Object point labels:
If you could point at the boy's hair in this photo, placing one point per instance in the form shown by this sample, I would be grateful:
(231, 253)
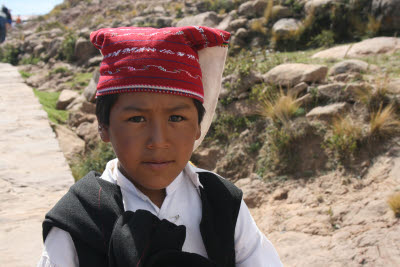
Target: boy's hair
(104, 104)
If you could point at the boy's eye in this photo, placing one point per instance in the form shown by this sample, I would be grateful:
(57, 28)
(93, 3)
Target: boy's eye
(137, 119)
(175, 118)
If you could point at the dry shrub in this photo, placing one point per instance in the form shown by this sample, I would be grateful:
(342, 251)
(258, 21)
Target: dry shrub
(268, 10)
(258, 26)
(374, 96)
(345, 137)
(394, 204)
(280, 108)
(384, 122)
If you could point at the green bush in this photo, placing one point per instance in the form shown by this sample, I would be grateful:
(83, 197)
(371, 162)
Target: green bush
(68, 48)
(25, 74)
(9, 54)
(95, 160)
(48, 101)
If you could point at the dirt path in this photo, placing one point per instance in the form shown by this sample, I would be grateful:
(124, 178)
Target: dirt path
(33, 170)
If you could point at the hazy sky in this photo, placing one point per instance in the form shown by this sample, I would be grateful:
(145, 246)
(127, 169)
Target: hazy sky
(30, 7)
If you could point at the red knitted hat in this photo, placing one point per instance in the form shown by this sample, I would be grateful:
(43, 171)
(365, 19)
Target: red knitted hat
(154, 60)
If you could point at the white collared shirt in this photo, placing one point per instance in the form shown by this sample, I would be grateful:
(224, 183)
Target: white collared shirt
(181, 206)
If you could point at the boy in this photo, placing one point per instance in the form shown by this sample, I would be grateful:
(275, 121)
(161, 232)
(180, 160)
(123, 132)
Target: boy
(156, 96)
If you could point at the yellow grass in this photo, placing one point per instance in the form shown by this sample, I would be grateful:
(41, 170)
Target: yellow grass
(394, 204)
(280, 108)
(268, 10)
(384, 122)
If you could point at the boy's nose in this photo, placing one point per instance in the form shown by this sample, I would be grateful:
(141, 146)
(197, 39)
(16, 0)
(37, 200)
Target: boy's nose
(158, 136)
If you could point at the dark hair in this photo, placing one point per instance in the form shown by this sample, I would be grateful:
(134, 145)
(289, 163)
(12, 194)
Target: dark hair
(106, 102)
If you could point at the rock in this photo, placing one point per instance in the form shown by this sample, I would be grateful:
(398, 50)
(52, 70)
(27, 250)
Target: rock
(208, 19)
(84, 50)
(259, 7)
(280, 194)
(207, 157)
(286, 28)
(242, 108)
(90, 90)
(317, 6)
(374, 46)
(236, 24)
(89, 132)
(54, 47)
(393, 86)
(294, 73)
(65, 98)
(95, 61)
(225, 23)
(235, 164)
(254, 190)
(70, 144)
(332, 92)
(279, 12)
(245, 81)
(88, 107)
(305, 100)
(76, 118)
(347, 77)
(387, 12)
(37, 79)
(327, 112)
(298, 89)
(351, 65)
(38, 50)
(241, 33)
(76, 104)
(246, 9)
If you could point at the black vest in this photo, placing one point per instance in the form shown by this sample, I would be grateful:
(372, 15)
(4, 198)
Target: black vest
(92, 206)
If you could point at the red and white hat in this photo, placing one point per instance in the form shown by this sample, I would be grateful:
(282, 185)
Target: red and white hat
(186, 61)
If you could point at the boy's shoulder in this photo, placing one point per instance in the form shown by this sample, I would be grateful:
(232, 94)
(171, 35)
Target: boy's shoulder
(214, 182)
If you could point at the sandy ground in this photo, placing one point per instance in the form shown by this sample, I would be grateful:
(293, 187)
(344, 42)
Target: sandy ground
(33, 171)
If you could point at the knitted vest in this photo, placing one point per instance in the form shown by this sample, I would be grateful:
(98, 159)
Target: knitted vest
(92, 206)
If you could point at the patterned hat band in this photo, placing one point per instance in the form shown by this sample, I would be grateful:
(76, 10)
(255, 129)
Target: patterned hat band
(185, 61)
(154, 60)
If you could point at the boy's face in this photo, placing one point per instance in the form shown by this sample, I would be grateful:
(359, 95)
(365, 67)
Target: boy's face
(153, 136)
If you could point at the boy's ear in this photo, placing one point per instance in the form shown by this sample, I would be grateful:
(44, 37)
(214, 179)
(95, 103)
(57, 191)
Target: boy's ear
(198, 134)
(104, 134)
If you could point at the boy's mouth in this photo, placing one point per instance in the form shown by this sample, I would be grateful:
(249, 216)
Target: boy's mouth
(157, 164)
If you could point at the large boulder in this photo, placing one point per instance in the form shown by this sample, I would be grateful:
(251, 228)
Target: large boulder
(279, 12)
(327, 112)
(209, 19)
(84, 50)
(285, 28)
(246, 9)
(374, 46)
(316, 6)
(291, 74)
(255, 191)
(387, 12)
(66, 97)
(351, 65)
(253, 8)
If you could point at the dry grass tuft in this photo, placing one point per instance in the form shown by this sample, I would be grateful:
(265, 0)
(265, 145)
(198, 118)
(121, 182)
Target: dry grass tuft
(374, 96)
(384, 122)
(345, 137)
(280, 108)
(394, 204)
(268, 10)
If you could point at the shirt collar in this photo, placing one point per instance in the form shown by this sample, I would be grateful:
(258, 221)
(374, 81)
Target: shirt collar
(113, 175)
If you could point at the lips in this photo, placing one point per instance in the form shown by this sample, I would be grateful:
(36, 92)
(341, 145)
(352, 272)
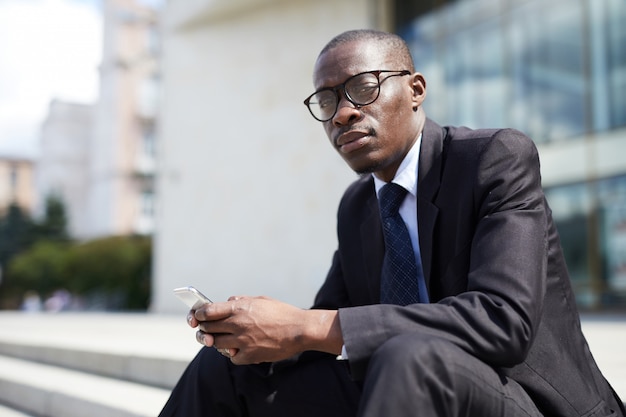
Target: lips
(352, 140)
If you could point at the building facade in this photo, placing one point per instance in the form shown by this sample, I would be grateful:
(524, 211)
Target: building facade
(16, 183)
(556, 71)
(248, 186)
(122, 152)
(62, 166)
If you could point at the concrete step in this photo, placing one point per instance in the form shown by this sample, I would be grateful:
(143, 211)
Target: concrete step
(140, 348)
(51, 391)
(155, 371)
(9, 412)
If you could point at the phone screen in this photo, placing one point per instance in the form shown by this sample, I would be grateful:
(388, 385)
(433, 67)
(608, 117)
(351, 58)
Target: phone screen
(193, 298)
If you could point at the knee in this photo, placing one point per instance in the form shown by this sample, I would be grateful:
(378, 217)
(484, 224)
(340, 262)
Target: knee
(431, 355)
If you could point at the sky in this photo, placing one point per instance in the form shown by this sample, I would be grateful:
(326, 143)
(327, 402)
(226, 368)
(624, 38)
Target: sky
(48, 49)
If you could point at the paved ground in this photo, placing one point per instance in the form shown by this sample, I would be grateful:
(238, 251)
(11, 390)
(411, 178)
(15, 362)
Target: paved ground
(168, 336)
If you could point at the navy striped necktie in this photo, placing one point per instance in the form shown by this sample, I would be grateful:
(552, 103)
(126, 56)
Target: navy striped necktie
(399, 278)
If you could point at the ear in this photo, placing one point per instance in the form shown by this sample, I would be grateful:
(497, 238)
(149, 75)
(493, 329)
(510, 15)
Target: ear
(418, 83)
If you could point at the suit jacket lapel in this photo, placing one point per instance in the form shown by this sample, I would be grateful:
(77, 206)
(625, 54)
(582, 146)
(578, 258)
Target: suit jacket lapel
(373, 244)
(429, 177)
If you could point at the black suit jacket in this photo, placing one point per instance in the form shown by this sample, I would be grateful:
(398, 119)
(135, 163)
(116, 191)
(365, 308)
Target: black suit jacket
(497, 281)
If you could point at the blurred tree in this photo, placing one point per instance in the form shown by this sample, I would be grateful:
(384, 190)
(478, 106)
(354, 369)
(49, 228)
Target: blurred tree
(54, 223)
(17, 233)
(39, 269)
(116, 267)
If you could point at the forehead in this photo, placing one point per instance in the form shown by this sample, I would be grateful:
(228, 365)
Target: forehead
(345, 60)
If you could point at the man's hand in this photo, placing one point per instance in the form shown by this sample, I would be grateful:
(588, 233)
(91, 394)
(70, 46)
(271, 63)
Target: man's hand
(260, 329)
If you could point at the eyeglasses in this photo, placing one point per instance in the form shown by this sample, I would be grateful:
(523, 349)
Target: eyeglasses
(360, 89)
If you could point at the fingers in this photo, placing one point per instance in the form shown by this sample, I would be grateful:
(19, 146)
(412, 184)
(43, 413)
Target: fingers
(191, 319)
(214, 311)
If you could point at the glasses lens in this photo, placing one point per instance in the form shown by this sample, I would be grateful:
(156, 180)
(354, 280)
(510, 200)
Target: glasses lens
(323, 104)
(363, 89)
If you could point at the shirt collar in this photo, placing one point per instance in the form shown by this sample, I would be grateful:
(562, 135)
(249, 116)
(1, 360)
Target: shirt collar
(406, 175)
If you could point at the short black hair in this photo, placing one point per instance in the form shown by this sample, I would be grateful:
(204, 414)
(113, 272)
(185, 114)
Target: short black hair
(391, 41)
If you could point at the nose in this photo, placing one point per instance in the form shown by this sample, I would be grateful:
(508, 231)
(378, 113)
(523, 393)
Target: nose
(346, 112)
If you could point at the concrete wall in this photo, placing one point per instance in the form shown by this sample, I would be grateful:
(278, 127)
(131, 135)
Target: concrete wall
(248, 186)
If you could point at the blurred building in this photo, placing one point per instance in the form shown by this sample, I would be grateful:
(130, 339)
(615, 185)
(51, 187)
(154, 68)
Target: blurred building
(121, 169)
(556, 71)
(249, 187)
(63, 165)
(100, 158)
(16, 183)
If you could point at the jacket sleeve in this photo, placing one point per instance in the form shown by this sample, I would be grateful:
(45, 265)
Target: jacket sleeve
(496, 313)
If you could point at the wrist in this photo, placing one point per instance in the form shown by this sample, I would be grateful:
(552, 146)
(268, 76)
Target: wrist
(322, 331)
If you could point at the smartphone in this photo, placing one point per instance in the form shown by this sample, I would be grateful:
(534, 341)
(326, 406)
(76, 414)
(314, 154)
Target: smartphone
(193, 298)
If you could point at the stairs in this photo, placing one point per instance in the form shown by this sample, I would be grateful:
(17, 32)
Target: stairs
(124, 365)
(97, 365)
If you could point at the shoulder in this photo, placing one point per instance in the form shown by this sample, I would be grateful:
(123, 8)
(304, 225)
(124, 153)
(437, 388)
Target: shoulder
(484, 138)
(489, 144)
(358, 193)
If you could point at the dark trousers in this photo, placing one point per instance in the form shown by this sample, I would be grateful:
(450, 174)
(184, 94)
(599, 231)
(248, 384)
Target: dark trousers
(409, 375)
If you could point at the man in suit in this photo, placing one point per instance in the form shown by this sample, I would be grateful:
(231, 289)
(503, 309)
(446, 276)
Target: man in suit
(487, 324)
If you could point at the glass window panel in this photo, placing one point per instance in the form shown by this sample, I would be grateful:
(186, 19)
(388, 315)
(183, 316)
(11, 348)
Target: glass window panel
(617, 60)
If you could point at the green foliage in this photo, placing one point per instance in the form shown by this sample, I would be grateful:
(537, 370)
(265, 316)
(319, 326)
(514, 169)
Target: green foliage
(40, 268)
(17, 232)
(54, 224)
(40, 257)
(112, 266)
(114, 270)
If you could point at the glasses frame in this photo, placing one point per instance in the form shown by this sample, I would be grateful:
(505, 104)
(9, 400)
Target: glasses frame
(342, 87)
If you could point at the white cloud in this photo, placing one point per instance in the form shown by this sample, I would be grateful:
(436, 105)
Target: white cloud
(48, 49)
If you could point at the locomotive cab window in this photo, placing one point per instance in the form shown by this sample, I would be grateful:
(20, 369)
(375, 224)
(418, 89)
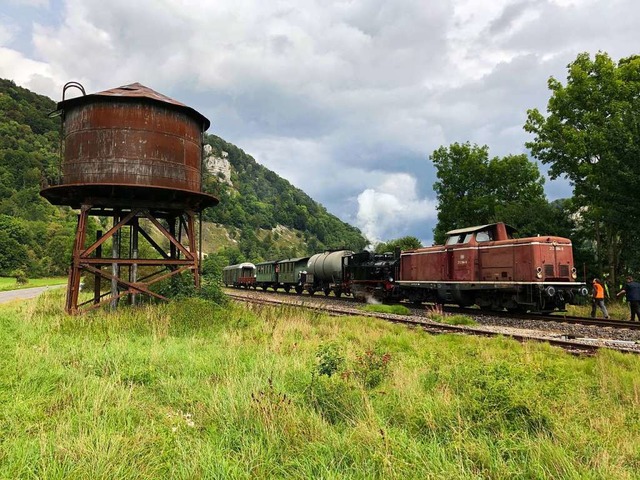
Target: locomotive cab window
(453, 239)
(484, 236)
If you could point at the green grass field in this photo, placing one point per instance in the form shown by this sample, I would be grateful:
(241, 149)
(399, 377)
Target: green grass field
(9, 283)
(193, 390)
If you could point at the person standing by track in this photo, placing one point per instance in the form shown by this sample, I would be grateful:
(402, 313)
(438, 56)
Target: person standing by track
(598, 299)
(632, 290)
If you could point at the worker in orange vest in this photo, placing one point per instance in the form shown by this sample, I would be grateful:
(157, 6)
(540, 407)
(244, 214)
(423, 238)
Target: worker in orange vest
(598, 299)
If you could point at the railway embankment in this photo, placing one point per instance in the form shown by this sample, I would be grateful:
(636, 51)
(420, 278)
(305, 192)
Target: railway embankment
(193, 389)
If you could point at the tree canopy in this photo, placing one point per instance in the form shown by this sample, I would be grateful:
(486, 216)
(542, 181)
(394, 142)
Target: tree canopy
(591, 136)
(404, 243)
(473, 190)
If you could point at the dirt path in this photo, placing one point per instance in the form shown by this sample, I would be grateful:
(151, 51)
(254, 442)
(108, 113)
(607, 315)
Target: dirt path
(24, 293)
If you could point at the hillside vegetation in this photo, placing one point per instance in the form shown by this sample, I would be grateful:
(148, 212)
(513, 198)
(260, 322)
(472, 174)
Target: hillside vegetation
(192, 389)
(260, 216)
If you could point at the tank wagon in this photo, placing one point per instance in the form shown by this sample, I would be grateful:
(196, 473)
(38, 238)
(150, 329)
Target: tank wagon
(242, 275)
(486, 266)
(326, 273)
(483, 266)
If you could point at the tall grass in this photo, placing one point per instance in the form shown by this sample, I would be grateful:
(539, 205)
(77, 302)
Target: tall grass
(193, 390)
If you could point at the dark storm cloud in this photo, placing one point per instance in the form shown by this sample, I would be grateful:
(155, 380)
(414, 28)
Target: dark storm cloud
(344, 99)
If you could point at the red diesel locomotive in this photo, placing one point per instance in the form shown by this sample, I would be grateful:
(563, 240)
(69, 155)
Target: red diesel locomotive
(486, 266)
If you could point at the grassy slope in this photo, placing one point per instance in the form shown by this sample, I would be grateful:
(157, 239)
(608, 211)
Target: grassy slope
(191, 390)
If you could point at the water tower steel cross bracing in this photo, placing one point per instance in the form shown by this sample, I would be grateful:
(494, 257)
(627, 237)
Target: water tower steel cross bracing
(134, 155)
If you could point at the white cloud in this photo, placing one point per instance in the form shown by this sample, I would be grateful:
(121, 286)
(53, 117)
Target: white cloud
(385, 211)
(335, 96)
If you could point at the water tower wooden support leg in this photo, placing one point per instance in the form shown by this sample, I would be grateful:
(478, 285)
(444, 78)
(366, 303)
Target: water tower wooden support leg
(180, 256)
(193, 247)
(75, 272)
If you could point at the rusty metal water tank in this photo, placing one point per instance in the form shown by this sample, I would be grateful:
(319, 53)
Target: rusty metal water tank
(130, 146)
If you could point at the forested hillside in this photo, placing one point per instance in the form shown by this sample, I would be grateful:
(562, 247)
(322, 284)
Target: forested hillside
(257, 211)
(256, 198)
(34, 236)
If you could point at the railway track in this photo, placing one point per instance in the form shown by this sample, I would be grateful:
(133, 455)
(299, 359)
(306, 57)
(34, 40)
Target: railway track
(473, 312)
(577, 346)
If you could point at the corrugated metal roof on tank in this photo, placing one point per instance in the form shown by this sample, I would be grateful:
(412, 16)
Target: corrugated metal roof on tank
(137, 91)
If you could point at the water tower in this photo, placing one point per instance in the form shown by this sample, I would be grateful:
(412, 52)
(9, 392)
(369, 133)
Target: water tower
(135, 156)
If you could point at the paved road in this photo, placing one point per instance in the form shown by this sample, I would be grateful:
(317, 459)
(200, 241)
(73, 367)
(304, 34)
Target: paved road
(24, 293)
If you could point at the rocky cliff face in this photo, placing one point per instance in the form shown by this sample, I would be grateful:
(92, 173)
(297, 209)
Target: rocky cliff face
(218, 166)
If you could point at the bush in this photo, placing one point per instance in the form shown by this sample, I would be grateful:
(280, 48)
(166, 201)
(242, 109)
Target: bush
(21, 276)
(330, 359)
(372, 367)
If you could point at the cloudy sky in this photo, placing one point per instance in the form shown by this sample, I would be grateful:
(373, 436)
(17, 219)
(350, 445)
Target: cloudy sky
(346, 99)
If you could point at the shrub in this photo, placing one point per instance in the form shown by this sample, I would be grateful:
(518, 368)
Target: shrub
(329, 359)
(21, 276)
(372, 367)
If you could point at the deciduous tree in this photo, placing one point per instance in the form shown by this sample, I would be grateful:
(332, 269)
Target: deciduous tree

WHAT YOU NEED TO DO:
Quote only the lines from the one containing "If you could point at the forested" through the final line of the records, with both ends included.

COMPLETED EXERCISE:
If you could point at the forested hillside in this photo, placing one point per instance in the form shown by this sample, I would be grateful:
(562, 247)
(322, 284)
Target: forested hillside
(257, 211)
(256, 198)
(34, 236)
If you could point at the railway track in this photo, placing one point per instance in the form shown by this sample, I would be grateful:
(133, 455)
(299, 359)
(306, 57)
(34, 40)
Target: railway track
(473, 312)
(577, 346)
If you could point at the corrugated metal roof on tank in this photo, placing one point per instance in the form shown by this sample, I would be grateful:
(412, 16)
Target: corrugated metal roof on tank
(137, 91)
If you could point at the water tower in this photo, placing one point per instance in the form shown by this sample, I would be grateful:
(412, 52)
(9, 392)
(369, 133)
Target: water tower
(135, 156)
If you could point at the paved road in this photo, placing one point per instance in the form shown by this sample, I would be grateful:
(317, 459)
(200, 241)
(73, 367)
(304, 34)
Target: paved road
(24, 293)
If you could point at the rocky cliff face in this photo, placing one point per instance in the form shown by this sample, I would be grateful:
(92, 173)
(297, 209)
Target: rocky cliff face
(218, 166)
If you could point at the bush in this photo, placing one point per instance in the form shown by this sample, I would be grateful:
(280, 48)
(166, 201)
(242, 109)
Target: bush
(21, 276)
(330, 359)
(372, 367)
If you could point at the cloudy sky in this photo, placing one point per instance in the form shown by this sample, I would be grateful:
(373, 436)
(17, 219)
(350, 445)
Target: cloudy sky
(346, 99)
If you could point at the shrub in this photo, placing one point per instance in the form shown by this sample, I would be grateful:
(518, 368)
Target: shrub
(329, 359)
(21, 276)
(372, 367)
If you could point at the deciduous tree in this photo, placing one point per instance in the form shown by this sample, I would be grateful:
(332, 269)
Target: deciduous tree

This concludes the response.